Given instruction – Copy only the lines between the one containing "Could you spot the hanging" and the end of the records, both included, leaving out pictures.

[Source data]
>>>>>
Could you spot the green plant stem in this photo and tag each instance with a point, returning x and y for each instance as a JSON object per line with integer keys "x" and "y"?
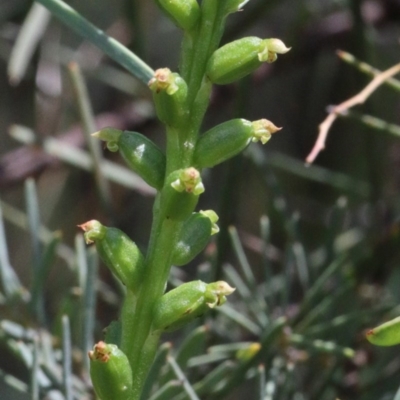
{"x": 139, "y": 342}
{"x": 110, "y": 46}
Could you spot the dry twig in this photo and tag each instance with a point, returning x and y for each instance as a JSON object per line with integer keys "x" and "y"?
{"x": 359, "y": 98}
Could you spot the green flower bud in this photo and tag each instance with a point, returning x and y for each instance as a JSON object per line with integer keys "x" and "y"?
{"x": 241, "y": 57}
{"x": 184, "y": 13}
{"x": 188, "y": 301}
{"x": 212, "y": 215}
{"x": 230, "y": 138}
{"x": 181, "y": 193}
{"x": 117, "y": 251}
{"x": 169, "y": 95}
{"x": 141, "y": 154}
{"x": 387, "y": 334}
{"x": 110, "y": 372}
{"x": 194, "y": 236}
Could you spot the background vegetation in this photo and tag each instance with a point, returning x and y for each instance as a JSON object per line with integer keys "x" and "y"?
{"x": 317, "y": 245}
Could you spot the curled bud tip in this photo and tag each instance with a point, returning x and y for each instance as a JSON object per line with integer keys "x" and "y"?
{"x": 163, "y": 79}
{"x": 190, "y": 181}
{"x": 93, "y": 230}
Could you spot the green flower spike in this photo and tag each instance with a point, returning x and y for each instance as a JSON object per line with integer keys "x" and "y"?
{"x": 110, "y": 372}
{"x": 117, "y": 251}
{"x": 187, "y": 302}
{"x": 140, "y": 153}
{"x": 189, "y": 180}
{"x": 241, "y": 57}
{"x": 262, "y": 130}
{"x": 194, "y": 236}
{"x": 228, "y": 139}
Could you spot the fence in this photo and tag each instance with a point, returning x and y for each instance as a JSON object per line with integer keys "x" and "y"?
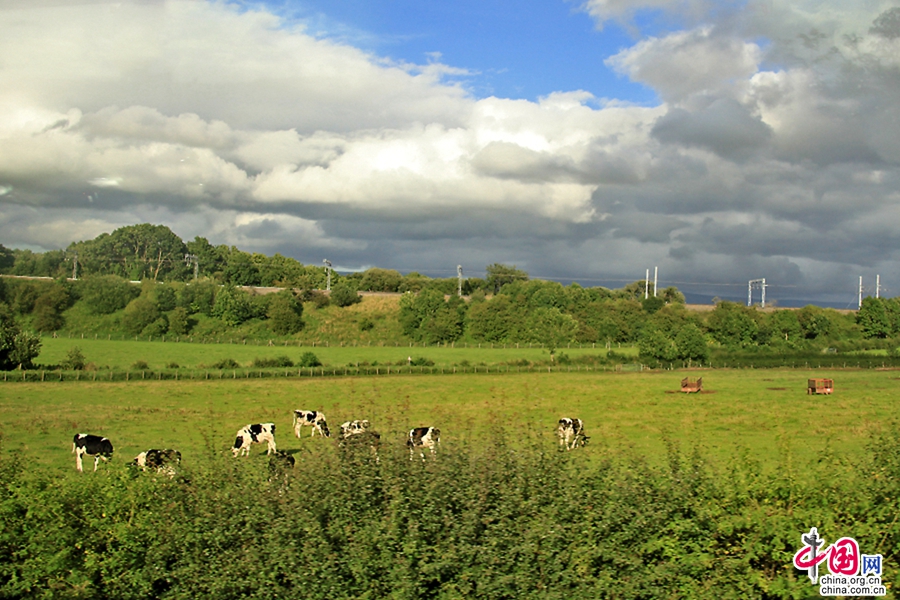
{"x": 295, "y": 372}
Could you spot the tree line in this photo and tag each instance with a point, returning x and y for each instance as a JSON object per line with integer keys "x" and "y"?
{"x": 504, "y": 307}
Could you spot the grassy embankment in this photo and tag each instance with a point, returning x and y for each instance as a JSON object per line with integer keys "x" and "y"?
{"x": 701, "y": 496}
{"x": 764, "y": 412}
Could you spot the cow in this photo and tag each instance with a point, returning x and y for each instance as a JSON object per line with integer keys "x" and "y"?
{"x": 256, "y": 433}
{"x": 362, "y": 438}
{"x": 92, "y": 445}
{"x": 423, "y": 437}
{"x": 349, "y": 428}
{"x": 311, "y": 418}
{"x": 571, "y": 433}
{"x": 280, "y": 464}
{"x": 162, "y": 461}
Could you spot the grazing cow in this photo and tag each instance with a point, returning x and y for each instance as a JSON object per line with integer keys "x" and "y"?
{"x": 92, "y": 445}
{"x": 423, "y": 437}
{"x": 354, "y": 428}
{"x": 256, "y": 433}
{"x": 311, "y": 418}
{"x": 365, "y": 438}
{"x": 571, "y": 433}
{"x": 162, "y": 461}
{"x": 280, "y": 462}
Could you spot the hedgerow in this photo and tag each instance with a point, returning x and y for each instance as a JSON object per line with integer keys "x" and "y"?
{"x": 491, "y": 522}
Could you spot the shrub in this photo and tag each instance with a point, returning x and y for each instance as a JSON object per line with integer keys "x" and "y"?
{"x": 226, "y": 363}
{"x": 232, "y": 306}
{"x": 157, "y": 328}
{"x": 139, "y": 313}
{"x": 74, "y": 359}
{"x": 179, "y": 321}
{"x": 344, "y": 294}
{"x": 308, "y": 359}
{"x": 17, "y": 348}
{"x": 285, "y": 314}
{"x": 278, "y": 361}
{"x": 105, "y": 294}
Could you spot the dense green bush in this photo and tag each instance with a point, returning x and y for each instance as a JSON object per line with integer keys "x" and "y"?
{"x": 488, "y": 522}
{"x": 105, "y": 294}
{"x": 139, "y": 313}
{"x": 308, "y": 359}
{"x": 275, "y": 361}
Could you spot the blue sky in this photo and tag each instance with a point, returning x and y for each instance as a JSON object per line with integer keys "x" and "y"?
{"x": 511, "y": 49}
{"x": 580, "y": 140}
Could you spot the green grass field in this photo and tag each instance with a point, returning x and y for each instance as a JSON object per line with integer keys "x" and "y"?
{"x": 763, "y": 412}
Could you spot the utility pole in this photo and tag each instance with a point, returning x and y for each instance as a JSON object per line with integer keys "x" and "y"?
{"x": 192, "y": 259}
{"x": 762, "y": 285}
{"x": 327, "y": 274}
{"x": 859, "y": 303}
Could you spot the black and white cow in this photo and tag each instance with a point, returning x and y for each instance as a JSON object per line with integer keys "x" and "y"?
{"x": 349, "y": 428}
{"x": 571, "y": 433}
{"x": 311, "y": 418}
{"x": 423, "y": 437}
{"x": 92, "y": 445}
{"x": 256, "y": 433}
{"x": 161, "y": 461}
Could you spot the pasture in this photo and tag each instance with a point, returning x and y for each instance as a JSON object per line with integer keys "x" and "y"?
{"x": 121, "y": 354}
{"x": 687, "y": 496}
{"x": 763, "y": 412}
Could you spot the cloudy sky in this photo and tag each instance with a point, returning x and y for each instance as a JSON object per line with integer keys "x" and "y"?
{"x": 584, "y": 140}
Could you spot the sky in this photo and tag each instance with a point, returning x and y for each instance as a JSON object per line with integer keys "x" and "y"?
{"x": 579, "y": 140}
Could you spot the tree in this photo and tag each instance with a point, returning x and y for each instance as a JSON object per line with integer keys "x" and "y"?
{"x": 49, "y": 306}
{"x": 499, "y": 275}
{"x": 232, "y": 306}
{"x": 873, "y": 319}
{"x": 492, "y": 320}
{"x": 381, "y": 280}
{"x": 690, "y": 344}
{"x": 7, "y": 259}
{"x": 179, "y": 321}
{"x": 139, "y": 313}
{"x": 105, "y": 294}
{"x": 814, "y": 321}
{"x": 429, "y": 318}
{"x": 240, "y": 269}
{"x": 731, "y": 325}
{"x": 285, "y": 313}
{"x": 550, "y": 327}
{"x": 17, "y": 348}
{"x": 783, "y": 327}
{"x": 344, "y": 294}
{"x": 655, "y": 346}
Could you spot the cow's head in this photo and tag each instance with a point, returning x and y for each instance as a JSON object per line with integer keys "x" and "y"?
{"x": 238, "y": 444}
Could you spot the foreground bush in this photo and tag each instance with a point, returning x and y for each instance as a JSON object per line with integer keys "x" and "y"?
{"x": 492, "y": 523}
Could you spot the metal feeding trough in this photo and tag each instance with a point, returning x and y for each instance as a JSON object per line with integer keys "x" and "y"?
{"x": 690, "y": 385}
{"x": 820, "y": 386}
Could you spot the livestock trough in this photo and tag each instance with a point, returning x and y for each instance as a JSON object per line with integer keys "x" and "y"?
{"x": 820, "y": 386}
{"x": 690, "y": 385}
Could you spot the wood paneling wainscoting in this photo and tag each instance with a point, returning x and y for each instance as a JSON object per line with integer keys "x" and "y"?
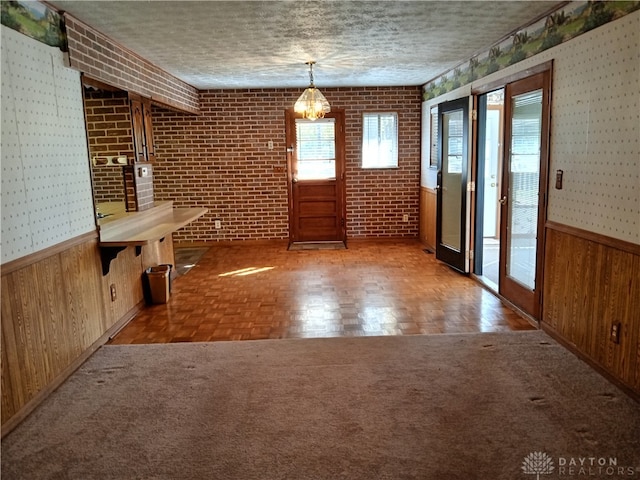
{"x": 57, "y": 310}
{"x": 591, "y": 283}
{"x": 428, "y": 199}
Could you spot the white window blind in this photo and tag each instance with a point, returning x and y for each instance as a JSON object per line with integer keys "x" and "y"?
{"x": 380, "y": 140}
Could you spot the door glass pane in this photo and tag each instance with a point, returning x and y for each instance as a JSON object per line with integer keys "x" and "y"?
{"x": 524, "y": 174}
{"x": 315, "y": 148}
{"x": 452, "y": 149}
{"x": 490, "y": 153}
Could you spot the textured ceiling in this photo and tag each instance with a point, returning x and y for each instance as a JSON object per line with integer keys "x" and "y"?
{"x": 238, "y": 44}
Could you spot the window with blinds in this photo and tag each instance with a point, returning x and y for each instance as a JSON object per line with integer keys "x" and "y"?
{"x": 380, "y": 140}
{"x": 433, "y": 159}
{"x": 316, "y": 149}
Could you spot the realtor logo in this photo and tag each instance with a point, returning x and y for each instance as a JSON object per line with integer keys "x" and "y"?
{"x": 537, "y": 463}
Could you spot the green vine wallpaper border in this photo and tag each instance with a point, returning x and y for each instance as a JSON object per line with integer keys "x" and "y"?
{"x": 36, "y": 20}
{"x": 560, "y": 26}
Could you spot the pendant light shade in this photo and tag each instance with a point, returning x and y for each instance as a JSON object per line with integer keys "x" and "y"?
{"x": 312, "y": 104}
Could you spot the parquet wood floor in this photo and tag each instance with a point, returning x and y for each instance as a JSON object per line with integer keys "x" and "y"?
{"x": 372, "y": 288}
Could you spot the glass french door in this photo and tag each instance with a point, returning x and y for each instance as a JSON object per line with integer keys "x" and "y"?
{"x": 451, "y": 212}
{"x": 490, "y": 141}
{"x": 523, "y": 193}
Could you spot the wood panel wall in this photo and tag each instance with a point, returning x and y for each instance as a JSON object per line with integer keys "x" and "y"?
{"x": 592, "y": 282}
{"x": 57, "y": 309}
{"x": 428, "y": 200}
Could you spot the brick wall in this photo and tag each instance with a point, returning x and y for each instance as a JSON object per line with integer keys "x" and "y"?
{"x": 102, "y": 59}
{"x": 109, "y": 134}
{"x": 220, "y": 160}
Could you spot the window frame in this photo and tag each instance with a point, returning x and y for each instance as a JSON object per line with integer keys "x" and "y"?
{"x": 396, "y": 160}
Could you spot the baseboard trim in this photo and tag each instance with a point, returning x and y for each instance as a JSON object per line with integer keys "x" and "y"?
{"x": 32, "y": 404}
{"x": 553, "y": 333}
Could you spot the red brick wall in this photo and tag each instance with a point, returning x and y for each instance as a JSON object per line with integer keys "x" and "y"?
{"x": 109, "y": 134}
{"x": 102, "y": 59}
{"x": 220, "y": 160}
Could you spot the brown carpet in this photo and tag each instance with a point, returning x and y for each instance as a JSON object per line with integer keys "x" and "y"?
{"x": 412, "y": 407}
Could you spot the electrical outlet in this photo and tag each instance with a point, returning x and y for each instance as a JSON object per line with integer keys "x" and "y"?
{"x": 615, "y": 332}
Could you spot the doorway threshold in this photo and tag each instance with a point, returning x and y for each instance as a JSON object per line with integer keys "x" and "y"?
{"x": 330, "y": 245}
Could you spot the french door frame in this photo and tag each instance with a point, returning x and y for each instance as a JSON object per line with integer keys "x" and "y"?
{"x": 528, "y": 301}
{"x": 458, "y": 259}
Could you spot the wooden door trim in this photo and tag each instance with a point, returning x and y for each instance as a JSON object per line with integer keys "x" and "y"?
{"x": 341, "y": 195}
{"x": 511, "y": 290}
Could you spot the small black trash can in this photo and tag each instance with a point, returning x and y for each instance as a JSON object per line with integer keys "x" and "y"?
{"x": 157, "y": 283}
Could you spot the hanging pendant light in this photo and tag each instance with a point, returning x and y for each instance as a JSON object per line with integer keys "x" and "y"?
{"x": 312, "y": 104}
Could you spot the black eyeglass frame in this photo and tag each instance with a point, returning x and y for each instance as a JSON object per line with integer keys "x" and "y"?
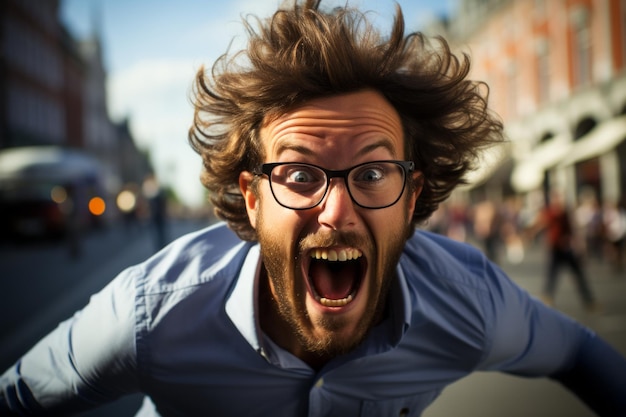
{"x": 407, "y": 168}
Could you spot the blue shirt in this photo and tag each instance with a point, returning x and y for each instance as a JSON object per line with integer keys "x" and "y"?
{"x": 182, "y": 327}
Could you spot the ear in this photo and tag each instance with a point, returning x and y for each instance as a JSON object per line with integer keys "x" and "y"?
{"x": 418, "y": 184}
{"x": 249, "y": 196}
<<<<<
Solution to this exercise –
Could you spot the hanging pendant light in this photo and tag each instance with a point, returning x and y for each instance as a JSON object per line with integer keys "x" and "y"?
{"x": 312, "y": 104}
Could you spot the black eyeglass frame in this photo and tag each instance with a point, returning x and y for each instance as a JSON object per line with integer keys "x" and "y"?
{"x": 407, "y": 168}
Could you spot the blue shirt in this photo and tag each instance with a point, returning x and y for each instance as a JSON object per line with integer keys "x" and "y"?
{"x": 182, "y": 327}
Could you spot the ear in this photo and tag each instance with a point, returning x and y for each instance as a JSON object per line with integer keys "x" and "y"?
{"x": 418, "y": 184}
{"x": 249, "y": 196}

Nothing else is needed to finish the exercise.